Copy the listing word for word, from the line with "Please examine the photo and determine if any tree canopy" up to and including the line with "0 0 810 538", and leave the pictures out of your answer.

Bounding-box records
====

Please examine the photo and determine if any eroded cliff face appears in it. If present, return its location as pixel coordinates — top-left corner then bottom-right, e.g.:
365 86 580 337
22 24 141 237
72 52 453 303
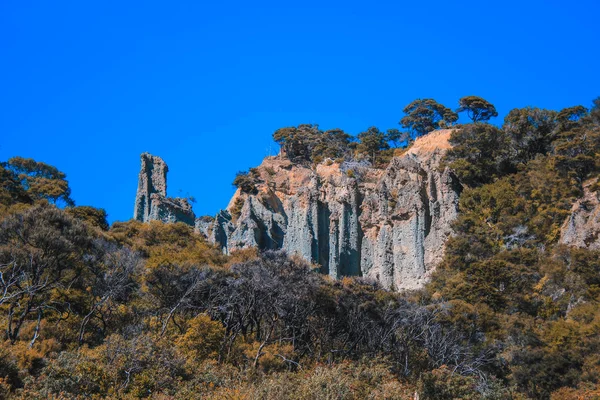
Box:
204 130 461 290
133 153 195 225
560 179 600 250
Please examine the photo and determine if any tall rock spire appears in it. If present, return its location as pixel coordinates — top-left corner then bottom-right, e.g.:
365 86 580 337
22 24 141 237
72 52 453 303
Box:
133 153 196 225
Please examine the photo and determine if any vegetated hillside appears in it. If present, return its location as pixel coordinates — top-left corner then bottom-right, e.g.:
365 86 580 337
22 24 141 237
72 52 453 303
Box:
0 96 600 399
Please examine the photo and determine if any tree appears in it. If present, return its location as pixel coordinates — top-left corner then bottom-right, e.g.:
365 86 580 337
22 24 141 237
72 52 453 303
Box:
556 106 588 132
400 99 458 137
502 107 557 163
273 124 352 163
65 206 109 231
0 163 32 206
357 126 390 164
445 124 514 186
3 157 75 206
456 96 498 122
590 97 600 125
233 171 258 194
385 128 411 147
0 205 93 342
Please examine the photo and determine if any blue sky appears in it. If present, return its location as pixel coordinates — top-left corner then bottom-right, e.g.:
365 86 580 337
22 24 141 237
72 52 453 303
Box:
0 0 600 221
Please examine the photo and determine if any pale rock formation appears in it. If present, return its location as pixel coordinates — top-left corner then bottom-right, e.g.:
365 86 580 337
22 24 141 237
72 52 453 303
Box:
196 130 461 290
133 153 195 225
560 179 600 250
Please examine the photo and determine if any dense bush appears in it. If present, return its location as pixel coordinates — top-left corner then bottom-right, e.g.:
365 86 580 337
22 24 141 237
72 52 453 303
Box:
0 94 600 399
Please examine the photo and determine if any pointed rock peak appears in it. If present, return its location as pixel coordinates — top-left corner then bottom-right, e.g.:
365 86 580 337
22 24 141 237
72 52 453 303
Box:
133 153 195 225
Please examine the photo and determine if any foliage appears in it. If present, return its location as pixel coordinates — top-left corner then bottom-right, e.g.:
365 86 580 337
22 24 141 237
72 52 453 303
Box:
66 206 109 231
0 95 600 400
400 99 458 137
273 124 352 163
233 171 258 194
445 124 513 186
356 126 395 164
502 107 558 163
3 157 74 206
456 96 498 122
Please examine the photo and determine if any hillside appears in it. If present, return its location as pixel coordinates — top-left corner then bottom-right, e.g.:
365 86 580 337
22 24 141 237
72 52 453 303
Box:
0 96 600 400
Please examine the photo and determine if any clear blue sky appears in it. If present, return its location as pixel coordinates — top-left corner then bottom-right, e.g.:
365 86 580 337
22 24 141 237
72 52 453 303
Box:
0 0 600 221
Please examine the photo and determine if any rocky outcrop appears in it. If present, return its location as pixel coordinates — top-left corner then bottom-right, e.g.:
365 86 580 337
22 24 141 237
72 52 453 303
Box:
560 179 600 250
202 130 461 290
133 153 195 225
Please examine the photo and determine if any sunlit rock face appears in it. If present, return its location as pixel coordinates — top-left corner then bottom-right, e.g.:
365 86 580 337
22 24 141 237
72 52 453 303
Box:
133 153 195 225
560 179 600 250
204 130 461 290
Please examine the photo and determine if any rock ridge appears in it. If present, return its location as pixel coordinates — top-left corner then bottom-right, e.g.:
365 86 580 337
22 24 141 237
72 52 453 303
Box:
133 153 196 226
196 130 461 290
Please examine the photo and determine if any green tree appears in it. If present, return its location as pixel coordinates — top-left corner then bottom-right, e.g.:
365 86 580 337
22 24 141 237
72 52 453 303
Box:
590 97 600 125
556 106 588 132
4 157 75 206
502 107 557 162
400 99 458 137
357 126 390 164
0 163 32 206
233 170 258 194
445 124 514 186
385 128 411 147
456 96 498 122
65 206 109 231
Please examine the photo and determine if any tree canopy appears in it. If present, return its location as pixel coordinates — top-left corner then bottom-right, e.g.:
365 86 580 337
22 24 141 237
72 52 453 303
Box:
3 157 75 206
400 99 458 137
456 96 498 122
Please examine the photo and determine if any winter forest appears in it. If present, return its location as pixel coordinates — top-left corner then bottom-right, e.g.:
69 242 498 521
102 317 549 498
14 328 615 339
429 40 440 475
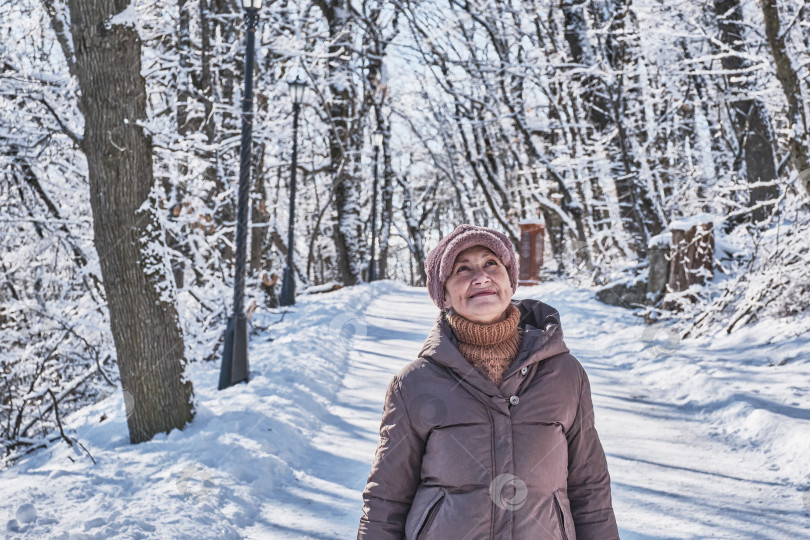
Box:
0 0 810 538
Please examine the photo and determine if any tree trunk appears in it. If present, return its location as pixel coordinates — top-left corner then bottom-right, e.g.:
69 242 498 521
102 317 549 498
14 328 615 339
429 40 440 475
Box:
714 0 779 222
316 0 363 285
760 0 810 172
69 0 194 443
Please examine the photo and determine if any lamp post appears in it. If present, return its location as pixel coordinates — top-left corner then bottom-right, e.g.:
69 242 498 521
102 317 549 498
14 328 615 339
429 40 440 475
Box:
368 127 383 282
280 75 307 306
219 0 262 390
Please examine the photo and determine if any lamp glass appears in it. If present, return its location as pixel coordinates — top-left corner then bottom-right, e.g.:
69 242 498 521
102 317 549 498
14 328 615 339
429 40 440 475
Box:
371 129 382 148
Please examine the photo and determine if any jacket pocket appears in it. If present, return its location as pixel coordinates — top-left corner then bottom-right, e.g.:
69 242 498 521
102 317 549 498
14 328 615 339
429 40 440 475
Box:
416 490 444 540
554 489 576 540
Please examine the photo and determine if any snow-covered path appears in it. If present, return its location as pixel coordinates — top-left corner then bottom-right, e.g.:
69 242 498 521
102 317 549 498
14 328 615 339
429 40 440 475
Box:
254 288 436 539
254 285 810 539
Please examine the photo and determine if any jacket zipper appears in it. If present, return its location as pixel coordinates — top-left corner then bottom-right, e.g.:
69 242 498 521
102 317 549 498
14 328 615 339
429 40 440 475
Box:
487 407 495 540
416 493 444 540
554 493 568 540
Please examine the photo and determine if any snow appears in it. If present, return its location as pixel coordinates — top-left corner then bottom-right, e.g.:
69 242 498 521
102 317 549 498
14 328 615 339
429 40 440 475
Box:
0 281 810 540
669 213 722 231
105 2 138 30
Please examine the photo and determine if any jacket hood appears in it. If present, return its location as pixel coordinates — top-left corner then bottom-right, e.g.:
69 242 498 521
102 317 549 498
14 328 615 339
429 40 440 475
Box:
419 300 568 396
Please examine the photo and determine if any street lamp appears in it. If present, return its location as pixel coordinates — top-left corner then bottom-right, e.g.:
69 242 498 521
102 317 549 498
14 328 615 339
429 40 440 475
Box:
368 126 383 282
279 75 307 306
219 0 262 390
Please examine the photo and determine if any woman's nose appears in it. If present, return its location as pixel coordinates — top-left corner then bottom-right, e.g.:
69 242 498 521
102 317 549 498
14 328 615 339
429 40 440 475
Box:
473 268 489 283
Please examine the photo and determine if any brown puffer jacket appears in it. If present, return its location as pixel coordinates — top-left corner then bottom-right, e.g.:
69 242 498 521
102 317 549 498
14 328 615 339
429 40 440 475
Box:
357 300 619 540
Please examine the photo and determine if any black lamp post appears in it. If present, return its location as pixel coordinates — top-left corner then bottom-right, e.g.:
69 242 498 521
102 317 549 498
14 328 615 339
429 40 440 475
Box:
219 0 262 390
280 75 307 306
368 127 383 282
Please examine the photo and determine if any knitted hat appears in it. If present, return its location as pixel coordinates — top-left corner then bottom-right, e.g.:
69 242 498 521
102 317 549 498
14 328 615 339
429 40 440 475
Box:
425 224 517 309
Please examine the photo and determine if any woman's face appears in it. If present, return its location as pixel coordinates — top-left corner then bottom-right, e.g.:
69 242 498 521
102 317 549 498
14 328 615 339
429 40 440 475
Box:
444 246 512 324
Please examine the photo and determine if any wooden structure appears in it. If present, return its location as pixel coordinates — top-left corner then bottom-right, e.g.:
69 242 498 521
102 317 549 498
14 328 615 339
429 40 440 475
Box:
518 219 546 285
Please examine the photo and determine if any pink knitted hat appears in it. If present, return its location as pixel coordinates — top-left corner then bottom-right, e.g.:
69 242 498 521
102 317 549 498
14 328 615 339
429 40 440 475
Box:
425 223 517 309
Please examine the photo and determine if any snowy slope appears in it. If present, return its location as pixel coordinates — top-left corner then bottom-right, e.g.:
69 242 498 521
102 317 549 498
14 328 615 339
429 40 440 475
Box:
0 282 810 539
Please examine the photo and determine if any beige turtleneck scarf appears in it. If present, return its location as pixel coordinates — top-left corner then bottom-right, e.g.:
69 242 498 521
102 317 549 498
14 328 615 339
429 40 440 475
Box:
447 304 523 385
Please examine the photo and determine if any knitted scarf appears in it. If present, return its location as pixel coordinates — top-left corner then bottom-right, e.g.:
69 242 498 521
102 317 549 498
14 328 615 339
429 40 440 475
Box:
447 304 523 385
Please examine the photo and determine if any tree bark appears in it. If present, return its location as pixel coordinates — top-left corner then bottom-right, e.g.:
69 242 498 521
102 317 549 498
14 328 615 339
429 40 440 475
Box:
316 0 364 285
69 0 194 443
760 0 810 172
714 0 779 222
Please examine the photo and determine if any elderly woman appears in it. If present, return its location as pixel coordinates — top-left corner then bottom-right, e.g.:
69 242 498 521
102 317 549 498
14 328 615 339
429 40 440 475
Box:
357 225 619 540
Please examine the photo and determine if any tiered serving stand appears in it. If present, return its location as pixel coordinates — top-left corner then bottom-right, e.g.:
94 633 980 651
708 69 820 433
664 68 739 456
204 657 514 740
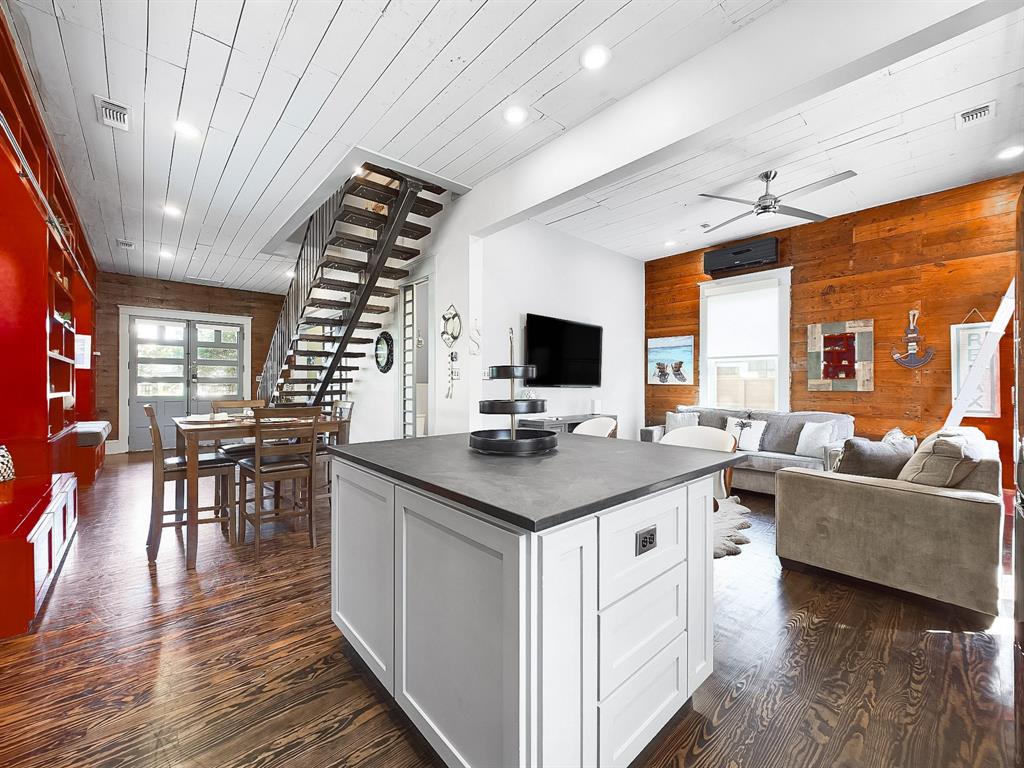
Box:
469 333 558 456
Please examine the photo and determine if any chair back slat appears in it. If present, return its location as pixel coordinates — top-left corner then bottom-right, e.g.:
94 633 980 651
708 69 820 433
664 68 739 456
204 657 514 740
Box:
253 408 322 472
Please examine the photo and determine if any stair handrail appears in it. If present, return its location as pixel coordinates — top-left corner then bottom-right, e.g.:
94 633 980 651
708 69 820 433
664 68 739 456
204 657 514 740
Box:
258 188 347 402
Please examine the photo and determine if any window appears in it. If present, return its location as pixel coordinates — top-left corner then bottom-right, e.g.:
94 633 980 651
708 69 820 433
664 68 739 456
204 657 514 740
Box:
699 267 790 411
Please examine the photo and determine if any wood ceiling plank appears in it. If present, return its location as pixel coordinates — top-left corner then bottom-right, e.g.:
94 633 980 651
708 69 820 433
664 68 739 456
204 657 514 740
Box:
193 0 243 45
146 0 196 69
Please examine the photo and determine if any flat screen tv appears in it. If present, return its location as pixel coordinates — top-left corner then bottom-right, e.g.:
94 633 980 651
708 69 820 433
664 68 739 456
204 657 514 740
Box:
525 314 602 387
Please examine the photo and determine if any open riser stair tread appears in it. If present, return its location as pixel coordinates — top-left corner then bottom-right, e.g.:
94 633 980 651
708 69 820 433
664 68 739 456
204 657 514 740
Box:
321 253 410 280
327 232 420 261
337 203 430 240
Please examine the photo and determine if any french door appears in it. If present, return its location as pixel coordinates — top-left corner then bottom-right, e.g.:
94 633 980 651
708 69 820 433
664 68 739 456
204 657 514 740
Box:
128 316 245 451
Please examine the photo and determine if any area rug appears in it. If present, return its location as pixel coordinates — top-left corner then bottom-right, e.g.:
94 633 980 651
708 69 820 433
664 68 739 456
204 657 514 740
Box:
715 496 751 557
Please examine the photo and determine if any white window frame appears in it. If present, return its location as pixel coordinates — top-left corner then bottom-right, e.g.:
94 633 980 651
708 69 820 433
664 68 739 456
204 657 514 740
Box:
697 266 793 413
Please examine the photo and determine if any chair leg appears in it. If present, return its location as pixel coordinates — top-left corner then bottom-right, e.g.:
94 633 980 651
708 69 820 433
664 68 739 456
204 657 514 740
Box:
306 472 316 549
253 481 263 562
145 478 164 562
224 468 238 547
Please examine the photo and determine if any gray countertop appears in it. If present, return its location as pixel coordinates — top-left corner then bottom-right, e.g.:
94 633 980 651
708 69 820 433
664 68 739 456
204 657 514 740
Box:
329 434 740 530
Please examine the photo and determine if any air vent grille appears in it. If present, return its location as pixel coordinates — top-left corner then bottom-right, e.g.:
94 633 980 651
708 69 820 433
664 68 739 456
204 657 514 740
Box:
95 96 131 131
956 101 995 130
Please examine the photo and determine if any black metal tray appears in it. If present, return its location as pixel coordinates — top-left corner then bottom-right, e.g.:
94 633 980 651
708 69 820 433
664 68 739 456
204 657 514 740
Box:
480 399 548 414
487 366 537 379
469 429 558 456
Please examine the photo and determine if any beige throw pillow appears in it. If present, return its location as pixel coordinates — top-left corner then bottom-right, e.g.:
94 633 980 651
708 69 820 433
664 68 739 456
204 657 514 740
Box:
897 432 981 488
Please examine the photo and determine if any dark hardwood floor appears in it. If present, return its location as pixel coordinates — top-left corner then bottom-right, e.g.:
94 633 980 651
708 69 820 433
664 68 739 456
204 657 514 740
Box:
0 457 1015 768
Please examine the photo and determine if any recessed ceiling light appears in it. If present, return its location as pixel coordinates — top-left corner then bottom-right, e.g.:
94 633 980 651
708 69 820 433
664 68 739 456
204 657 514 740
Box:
580 45 611 70
504 104 529 125
174 120 201 138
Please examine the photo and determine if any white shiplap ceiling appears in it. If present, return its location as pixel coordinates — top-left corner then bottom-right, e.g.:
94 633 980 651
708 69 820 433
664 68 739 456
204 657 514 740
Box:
535 12 1024 260
3 0 781 293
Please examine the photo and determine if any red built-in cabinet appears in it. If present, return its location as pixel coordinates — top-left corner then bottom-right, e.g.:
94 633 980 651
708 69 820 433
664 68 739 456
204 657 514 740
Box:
0 15 96 476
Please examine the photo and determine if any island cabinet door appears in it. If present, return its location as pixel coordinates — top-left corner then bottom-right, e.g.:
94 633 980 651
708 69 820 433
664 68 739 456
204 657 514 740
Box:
331 461 394 694
686 477 715 696
394 487 526 768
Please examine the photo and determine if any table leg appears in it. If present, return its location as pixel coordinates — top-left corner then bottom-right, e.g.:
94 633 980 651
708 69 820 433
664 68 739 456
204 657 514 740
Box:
174 429 185 522
185 435 199 570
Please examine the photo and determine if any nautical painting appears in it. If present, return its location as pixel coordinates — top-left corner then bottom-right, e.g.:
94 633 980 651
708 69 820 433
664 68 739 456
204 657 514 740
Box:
647 336 696 385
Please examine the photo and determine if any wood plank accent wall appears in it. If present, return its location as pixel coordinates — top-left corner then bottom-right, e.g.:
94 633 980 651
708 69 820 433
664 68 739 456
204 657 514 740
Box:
645 173 1024 487
96 272 285 439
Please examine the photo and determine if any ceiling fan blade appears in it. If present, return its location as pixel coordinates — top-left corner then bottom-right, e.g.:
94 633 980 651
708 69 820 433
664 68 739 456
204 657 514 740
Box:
705 211 754 234
778 171 857 198
700 193 754 206
775 205 828 221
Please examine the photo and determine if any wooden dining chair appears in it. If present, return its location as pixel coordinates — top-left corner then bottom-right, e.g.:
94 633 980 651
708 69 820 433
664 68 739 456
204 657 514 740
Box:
236 408 321 562
142 406 236 562
210 400 266 459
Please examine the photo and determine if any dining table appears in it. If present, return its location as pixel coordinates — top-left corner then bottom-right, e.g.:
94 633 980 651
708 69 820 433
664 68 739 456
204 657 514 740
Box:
173 409 342 570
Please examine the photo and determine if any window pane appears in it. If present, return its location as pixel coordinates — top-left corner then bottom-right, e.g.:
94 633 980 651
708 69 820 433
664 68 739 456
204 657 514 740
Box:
135 344 185 359
135 381 185 397
136 362 184 379
135 323 160 339
705 281 779 357
196 347 239 360
196 383 239 399
196 366 239 379
710 357 778 411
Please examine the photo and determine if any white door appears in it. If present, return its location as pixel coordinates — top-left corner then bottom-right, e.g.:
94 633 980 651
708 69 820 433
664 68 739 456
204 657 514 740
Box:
128 316 245 451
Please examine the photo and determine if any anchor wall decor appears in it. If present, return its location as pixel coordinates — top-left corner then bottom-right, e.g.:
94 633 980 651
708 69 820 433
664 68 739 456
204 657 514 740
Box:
892 309 935 369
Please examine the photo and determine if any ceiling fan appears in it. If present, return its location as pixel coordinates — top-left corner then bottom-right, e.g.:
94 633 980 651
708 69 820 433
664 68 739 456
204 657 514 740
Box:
700 171 857 232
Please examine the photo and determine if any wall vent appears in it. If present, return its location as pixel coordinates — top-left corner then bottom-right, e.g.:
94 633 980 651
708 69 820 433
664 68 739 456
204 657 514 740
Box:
94 96 131 131
955 101 995 130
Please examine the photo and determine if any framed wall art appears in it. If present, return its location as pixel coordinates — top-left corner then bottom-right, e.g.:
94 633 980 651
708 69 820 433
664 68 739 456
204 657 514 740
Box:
949 323 1000 418
647 336 696 385
807 321 874 392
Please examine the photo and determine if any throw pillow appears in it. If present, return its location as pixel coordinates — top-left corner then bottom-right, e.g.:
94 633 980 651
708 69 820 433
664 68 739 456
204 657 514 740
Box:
665 411 697 432
882 427 918 453
897 434 981 488
836 437 913 480
797 421 833 459
725 416 768 451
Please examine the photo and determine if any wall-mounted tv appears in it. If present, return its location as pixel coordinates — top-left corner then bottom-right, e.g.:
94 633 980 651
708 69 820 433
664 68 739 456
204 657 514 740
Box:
525 314 603 387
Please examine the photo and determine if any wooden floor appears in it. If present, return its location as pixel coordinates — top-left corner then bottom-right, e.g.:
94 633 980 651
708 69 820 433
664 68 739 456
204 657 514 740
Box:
0 457 1015 768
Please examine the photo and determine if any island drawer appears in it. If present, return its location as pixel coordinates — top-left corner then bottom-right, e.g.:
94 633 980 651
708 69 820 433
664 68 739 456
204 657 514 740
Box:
598 563 686 699
597 632 688 768
597 487 687 608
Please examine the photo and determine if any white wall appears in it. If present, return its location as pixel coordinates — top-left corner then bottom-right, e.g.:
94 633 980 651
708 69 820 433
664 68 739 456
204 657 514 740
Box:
477 221 644 439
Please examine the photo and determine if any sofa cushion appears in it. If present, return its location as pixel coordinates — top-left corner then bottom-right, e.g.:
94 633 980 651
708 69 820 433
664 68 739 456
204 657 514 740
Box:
897 432 981 488
736 451 824 472
794 421 835 459
836 437 913 480
753 411 853 454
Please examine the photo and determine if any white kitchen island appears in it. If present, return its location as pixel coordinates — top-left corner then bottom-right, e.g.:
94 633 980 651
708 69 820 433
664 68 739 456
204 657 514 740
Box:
331 434 736 768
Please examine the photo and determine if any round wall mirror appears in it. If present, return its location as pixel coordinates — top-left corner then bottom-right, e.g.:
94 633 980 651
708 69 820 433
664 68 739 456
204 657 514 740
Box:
374 331 394 374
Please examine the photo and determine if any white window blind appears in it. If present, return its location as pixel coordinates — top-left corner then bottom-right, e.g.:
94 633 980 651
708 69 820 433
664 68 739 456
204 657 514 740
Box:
705 281 779 357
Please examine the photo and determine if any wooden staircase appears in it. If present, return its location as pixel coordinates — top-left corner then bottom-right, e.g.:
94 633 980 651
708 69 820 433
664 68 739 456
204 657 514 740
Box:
259 163 444 407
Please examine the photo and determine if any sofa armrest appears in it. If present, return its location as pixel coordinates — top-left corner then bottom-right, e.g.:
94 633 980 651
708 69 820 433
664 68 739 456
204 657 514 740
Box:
640 425 665 442
775 468 1004 614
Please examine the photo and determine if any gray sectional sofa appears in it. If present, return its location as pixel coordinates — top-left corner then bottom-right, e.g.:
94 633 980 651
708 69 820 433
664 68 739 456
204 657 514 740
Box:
640 406 853 494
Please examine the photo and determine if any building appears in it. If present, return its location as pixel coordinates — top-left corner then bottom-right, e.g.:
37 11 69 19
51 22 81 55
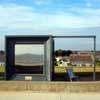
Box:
70 54 93 67
0 51 5 66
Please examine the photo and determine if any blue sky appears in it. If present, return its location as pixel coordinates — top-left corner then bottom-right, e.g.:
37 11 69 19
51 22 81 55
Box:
0 0 100 49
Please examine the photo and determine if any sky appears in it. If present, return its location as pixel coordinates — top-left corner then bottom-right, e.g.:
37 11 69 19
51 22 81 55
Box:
0 0 100 50
15 44 44 55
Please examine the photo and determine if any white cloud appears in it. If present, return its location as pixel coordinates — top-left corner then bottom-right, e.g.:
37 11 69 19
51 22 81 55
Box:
0 4 100 50
35 0 51 5
0 4 100 34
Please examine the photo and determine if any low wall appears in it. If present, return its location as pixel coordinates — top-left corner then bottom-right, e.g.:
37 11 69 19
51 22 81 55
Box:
0 81 100 93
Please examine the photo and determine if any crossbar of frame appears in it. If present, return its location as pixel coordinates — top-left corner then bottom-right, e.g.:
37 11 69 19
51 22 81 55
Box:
52 35 96 81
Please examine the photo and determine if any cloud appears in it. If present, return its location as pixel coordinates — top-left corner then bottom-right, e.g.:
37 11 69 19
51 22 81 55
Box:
0 4 100 48
0 4 100 34
35 0 51 5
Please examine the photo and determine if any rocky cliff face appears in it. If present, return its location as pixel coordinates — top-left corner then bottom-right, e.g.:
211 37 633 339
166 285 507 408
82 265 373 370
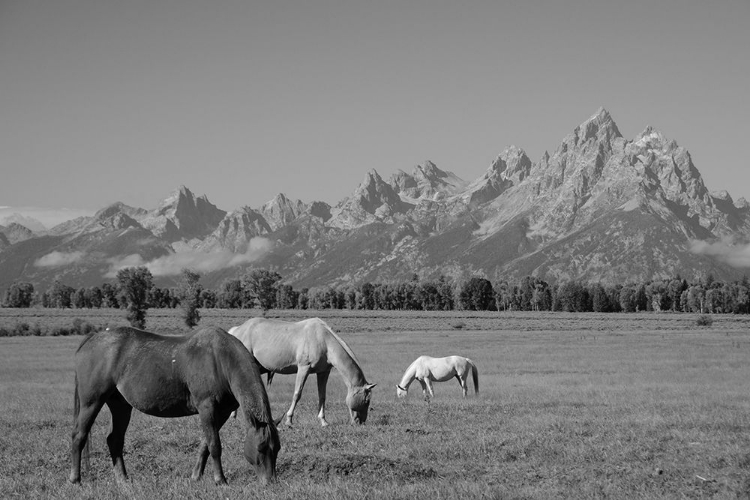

====

— PROBLEM SOLUTION —
Please examine the photo and determine if any tree canopy appears in it. If present, return its location as pixel coordinates — top-left corner then bottom-right, e.g.:
365 86 580 337
22 24 141 237
72 52 453 303
Box:
3 157 75 206
400 99 458 137
456 96 498 122
Please examine the photo and determine if any winter forest appears in it. If present, return its location as pixel coordinates — top-left corner then bottom-right, e.g.:
69 242 498 521
102 317 549 498
14 328 615 339
429 40 440 475
Box:
0 0 810 538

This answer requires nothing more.